Pull each line with the string "microphone" from the entries.

(Source information)

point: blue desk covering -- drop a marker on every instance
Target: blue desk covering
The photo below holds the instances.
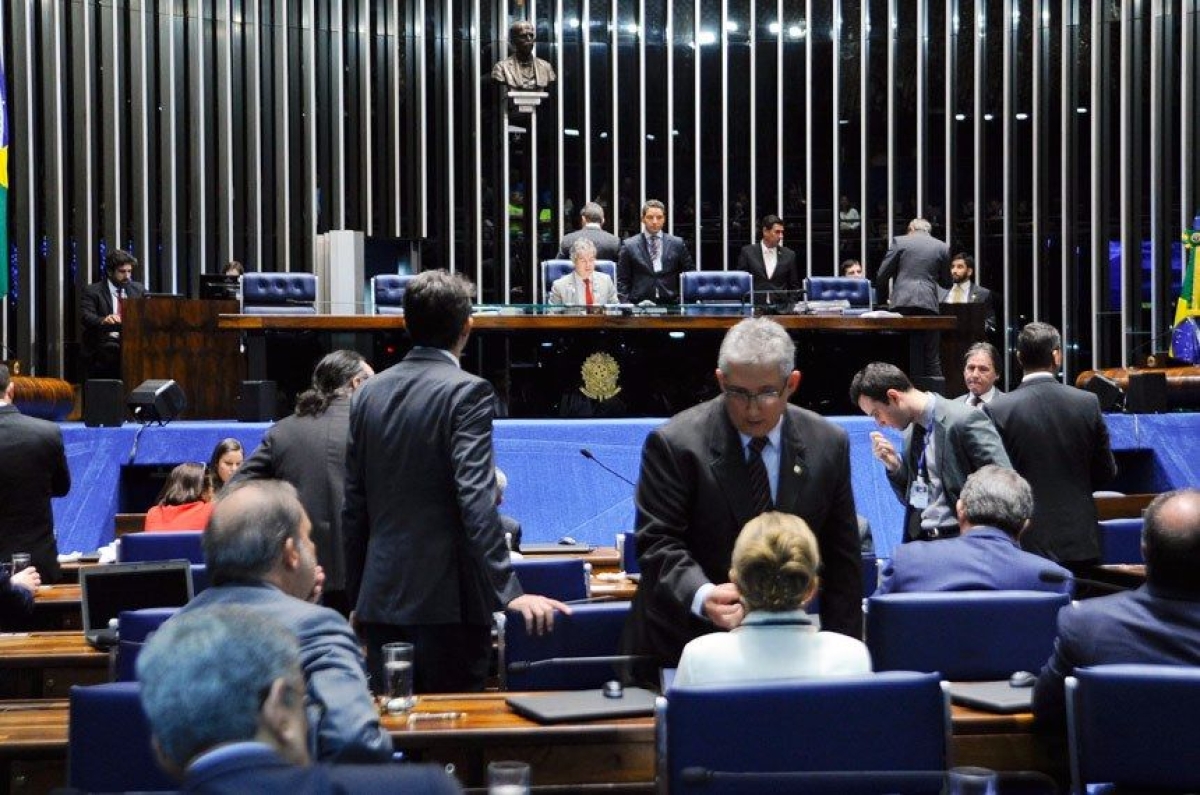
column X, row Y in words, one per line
column 553, row 490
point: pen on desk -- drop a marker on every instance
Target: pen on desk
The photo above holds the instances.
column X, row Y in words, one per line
column 436, row 716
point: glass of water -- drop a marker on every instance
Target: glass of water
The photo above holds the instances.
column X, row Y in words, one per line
column 397, row 671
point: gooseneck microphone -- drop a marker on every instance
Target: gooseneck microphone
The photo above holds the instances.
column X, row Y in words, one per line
column 1056, row 578
column 586, row 453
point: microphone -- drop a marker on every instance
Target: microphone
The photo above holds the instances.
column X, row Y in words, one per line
column 1056, row 578
column 586, row 453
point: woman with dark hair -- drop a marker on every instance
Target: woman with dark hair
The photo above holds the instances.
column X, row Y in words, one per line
column 775, row 565
column 185, row 500
column 226, row 459
column 307, row 449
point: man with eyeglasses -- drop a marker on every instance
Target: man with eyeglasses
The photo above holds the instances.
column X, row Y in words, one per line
column 714, row 467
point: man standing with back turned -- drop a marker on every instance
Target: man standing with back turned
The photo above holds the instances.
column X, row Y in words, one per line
column 714, row 467
column 425, row 555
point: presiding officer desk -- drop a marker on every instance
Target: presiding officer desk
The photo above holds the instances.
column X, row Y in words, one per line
column 34, row 743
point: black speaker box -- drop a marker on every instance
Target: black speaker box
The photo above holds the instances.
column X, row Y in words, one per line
column 256, row 401
column 159, row 400
column 103, row 402
column 1147, row 393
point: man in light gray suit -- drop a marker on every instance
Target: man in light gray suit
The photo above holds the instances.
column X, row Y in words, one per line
column 943, row 443
column 586, row 286
column 919, row 263
column 307, row 449
column 261, row 556
column 607, row 244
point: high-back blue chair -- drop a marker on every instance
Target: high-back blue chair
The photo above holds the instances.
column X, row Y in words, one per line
column 388, row 291
column 591, row 631
column 133, row 628
column 799, row 735
column 1121, row 541
column 108, row 746
column 564, row 579
column 720, row 292
column 552, row 269
column 963, row 634
column 279, row 293
column 1132, row 725
column 167, row 545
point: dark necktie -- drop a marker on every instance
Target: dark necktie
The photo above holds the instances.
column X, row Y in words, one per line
column 760, row 484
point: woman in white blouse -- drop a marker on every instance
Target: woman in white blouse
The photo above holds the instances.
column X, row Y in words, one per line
column 775, row 563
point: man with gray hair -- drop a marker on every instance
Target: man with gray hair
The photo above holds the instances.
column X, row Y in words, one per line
column 261, row 555
column 223, row 691
column 607, row 244
column 993, row 509
column 714, row 467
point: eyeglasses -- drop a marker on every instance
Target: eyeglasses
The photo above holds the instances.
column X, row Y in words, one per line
column 765, row 398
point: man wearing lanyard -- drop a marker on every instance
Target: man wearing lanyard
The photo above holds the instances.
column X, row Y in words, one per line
column 943, row 443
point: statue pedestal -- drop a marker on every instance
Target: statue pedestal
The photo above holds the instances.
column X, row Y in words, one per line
column 526, row 101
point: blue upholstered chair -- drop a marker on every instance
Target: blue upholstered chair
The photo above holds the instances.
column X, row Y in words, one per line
column 963, row 634
column 715, row 292
column 389, row 292
column 553, row 269
column 135, row 627
column 835, row 288
column 1121, row 541
column 591, row 631
column 563, row 579
column 108, row 745
column 1131, row 725
column 173, row 545
column 279, row 293
column 799, row 735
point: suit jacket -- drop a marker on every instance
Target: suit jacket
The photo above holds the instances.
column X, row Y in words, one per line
column 694, row 498
column 636, row 279
column 96, row 304
column 310, row 453
column 1150, row 625
column 257, row 767
column 567, row 291
column 1059, row 442
column 965, row 440
column 424, row 543
column 786, row 276
column 607, row 244
column 35, row 470
column 985, row 559
column 919, row 263
column 341, row 711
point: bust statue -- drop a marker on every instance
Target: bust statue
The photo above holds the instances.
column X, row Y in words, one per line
column 522, row 70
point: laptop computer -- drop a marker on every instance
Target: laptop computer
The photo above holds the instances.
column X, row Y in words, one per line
column 108, row 590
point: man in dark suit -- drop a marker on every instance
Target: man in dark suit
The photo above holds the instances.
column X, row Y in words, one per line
column 100, row 311
column 772, row 264
column 35, row 470
column 964, row 291
column 981, row 370
column 223, row 693
column 651, row 262
column 606, row 243
column 1158, row 623
column 919, row 263
column 715, row 466
column 307, row 449
column 1059, row 442
column 943, row 443
column 993, row 510
column 261, row 556
column 425, row 555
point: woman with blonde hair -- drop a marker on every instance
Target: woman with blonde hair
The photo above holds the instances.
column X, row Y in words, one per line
column 775, row 565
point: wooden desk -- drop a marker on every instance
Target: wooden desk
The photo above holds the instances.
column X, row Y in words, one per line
column 46, row 664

(End Source information)

_The answer_
point: gooseneck microphone -- drop a marker on every instance
Target: gooseneck microphone
point: microphone -- drop a marker on every instance
Target: microphone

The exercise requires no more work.